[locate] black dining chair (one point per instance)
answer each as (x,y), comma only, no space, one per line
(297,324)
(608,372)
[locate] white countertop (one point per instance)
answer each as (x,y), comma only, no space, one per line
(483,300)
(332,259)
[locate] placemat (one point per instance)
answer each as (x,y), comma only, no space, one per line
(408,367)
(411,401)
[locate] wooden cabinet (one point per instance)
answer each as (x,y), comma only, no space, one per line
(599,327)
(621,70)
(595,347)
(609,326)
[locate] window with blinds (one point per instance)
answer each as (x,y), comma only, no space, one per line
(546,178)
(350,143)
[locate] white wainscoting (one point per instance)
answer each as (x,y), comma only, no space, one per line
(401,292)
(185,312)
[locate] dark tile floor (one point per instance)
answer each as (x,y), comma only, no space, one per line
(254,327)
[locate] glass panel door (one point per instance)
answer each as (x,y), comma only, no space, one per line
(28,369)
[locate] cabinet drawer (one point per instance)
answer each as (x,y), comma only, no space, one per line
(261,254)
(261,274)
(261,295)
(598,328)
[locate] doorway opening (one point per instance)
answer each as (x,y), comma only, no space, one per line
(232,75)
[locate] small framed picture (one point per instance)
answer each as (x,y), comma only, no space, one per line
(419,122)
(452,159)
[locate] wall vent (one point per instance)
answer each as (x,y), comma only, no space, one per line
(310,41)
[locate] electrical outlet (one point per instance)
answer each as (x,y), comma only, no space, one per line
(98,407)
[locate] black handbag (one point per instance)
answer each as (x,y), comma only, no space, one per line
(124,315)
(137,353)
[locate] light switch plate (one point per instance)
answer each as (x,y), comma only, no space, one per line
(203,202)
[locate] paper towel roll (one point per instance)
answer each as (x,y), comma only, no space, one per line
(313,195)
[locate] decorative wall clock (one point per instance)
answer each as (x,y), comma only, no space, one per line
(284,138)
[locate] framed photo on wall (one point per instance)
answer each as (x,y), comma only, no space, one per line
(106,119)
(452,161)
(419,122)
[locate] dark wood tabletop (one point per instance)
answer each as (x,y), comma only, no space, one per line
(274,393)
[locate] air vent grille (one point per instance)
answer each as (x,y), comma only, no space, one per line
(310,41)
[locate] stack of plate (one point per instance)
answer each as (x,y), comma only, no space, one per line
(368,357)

----

## Brief
Keep only the lines from the one containing "[locate] light switch" to the end of the entries, and repeat them exactly.

## Result for this task
[locate] light switch plate (one point per instance)
answer each as (x,y), comma only, no space, one per line
(203,202)
[locate] paper towel roll (one point per instance)
answer each as (x,y), comma only, no space, one per line
(313,195)
[locate] decorative wall clock (one point per instance)
answer each as (x,y), comma only, no space, one per line
(284,138)
[locate] framed photo on wall (one point per instance)
answer each as (x,y), comma only, no space, one per line
(106,119)
(452,161)
(419,122)
[locate] dark wood tabletop (one point per instance)
answer each as (x,y), comma only, no space, one per line
(274,393)
[locate] air vent grille (one point per instance)
answer each as (x,y), comma only, no space, one per line
(310,41)
[locate] stack of plate (one point per instance)
answer each as (x,y), comma only, no space, one per line
(368,357)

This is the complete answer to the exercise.